STATED GOAL: Transcribe precisely those lines of the listing that fall between the line containing "Target: door frame" and the last line, inclusive of both.

%%

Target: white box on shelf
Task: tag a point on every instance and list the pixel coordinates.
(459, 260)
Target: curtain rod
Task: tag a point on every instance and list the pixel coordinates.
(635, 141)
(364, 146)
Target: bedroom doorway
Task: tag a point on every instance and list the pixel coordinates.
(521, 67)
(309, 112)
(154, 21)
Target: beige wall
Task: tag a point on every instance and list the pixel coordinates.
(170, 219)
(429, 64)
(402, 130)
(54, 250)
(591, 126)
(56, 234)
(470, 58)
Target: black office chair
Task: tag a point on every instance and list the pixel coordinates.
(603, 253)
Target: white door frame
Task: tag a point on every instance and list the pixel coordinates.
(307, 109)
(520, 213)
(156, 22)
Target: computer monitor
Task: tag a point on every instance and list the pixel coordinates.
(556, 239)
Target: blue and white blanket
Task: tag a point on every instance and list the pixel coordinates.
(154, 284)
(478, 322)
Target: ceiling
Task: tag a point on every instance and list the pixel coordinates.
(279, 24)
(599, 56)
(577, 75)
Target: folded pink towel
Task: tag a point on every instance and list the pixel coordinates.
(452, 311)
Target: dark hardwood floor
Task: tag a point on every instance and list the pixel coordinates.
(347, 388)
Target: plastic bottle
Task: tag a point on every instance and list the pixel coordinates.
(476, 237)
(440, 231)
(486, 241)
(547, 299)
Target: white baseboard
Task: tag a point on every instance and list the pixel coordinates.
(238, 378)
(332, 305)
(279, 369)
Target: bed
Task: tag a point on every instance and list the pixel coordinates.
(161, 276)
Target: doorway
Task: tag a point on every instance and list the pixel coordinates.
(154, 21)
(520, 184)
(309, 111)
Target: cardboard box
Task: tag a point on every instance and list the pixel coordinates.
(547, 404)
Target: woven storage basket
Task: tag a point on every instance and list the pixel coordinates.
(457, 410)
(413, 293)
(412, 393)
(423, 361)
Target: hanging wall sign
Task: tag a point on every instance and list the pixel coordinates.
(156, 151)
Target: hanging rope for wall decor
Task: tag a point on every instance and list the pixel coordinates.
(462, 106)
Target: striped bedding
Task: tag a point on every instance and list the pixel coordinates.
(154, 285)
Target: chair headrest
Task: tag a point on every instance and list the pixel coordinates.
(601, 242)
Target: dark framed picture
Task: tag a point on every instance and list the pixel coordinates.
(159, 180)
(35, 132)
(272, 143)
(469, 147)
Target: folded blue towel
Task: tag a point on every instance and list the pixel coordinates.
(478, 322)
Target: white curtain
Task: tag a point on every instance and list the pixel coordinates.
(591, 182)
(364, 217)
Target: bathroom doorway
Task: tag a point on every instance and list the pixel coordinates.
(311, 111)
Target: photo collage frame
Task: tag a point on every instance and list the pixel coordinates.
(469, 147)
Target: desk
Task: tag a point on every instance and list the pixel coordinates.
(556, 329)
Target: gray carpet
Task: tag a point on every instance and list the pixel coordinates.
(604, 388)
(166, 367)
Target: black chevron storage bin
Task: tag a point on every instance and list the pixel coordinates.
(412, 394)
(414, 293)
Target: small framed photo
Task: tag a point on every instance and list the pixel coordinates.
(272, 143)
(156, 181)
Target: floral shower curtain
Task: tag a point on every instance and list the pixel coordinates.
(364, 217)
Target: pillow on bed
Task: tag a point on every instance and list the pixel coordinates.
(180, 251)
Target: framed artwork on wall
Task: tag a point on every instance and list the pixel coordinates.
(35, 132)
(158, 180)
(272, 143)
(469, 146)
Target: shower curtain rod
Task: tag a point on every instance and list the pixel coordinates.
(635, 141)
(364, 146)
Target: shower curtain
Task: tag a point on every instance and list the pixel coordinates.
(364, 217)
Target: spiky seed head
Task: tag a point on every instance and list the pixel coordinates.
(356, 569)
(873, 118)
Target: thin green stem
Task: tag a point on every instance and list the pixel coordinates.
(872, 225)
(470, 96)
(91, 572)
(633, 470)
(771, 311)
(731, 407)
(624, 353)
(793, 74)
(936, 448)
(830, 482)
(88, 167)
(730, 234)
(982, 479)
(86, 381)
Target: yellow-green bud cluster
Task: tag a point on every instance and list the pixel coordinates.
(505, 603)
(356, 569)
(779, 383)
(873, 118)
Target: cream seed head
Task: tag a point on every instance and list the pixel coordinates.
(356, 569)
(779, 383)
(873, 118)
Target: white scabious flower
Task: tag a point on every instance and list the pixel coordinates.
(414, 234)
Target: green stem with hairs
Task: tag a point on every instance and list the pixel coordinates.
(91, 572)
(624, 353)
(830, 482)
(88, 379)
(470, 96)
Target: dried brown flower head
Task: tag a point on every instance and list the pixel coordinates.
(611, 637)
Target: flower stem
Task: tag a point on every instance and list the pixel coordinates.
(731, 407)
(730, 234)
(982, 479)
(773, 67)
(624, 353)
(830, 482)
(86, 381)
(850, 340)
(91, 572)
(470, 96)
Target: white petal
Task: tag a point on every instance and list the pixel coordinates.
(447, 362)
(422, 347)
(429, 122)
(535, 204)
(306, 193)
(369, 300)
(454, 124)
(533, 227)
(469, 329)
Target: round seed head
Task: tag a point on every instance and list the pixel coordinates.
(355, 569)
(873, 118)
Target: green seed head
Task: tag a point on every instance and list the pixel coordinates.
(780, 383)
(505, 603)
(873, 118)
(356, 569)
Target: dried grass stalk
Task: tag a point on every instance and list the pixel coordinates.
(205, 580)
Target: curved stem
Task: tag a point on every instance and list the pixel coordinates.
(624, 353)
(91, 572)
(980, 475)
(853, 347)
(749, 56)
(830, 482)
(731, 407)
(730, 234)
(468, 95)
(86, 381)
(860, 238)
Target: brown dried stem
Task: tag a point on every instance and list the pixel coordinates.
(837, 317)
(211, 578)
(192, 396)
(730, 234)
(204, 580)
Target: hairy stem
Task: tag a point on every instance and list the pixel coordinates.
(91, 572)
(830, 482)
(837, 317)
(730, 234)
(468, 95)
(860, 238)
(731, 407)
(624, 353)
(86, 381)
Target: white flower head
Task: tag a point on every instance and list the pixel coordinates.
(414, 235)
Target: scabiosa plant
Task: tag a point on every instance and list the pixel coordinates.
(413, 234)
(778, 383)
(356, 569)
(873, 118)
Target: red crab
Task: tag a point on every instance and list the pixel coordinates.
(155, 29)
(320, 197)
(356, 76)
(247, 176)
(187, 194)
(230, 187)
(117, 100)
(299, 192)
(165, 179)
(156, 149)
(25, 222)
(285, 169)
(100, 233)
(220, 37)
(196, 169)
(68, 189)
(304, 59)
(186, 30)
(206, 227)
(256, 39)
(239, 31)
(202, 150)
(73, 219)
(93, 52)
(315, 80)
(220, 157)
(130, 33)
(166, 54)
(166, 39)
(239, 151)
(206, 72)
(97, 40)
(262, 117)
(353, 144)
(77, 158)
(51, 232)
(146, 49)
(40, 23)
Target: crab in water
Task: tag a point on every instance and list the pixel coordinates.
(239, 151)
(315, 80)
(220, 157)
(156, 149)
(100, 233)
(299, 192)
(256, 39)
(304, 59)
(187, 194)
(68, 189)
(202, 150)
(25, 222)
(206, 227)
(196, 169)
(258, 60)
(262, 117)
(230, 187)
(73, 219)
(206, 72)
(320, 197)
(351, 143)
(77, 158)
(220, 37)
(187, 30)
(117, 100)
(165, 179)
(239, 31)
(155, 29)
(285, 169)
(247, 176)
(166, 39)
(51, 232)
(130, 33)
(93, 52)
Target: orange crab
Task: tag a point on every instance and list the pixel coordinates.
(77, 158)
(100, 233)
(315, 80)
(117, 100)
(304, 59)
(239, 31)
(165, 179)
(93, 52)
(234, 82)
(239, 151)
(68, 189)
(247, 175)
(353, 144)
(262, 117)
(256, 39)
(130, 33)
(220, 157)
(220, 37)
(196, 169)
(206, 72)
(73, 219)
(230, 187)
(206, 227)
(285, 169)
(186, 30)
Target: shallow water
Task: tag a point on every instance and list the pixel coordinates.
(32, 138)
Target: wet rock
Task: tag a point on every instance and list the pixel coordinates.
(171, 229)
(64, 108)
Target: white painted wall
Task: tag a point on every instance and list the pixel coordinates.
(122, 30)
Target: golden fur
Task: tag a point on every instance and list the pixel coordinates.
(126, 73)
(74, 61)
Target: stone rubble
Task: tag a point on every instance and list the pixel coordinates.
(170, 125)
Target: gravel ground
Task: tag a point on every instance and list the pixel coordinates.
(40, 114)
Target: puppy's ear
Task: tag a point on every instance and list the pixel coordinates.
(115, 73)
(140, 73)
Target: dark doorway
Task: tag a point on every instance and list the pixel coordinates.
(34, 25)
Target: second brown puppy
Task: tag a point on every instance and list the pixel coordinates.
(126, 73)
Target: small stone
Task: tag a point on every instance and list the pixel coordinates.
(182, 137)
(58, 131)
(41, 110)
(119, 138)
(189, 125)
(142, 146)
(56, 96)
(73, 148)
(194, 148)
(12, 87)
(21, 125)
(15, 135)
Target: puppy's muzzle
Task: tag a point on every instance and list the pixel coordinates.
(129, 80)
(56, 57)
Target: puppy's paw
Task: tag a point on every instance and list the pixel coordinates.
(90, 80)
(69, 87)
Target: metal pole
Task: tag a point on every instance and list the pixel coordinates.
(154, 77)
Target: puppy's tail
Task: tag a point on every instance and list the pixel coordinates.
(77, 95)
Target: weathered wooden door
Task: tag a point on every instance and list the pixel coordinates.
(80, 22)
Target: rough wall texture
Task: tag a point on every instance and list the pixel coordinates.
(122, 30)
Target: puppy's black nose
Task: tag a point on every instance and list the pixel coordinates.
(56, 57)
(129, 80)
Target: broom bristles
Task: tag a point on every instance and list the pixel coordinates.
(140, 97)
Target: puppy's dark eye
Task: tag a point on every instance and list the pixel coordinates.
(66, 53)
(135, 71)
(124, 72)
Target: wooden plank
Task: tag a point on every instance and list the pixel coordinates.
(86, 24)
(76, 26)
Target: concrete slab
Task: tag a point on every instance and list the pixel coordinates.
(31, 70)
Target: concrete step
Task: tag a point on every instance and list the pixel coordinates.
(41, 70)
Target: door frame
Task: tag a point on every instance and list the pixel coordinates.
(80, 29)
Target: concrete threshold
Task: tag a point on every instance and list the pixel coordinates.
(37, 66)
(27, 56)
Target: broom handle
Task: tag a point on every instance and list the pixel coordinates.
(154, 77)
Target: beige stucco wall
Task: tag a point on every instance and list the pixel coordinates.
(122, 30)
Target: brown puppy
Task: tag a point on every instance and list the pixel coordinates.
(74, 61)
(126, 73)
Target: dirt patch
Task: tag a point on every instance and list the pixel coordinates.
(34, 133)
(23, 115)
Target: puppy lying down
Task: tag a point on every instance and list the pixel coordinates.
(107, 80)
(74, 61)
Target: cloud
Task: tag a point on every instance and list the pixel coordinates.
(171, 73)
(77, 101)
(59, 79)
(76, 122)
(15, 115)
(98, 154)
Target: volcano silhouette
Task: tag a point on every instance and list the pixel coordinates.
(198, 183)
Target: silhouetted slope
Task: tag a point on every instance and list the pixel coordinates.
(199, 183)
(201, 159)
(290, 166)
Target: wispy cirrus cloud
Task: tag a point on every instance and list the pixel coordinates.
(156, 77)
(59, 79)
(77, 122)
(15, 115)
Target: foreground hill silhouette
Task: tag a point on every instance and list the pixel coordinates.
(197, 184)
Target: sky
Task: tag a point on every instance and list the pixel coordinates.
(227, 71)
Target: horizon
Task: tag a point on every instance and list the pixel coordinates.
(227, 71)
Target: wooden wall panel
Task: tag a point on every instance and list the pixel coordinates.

%%

CORRECT OUTPUT:
Target: door frame
Task: tag a point on every instance and list the pixel coordinates.
(80, 29)
Target: concrete threshold
Task: tag a point on every instance and list the pixel coordinates.
(37, 66)
(27, 56)
Target: broom handle
Task: tag a point on every instance and list the pixel coordinates.
(154, 77)
Target: beige stucco wall
Task: tag a point on every instance and list the pixel coordinates.
(122, 30)
Target: brown puppy
Task: tag a point on every instance and list the pixel coordinates.
(74, 61)
(126, 73)
Target: dirt patch
Task: tag a point on every instance and list the pixel coordinates.
(34, 133)
(23, 115)
Target: puppy lying down
Task: tag a point on every instance and list the pixel coordinates.
(107, 80)
(74, 61)
Target: cloud
Task: tag a point on every instance and list the pixel coordinates.
(171, 73)
(77, 101)
(59, 79)
(76, 122)
(15, 115)
(98, 154)
Target: volcano silhouette
Task: tag a point on every instance and list the pixel coordinates.
(198, 183)
Target: silhouetted slope
Task: tag a point on every instance and list the pixel coordinates.
(199, 183)
(201, 159)
(290, 166)
Target: wispy cirrus cloud
Task: tag a point on every instance and list the pixel coordinates.
(156, 77)
(59, 79)
(77, 122)
(15, 115)
Target: foreground hill silhouette
Task: tag a point on every instance and list the pixel coordinates.
(197, 184)
Target: sky
Task: tag a point on every instance and list the pixel coordinates.
(227, 71)
Target: horizon
Task: tag a point on every instance and list the pixel coordinates.
(227, 71)
Target: wooden wall panel
Task: tag a point on every instance and list the pixel coordinates.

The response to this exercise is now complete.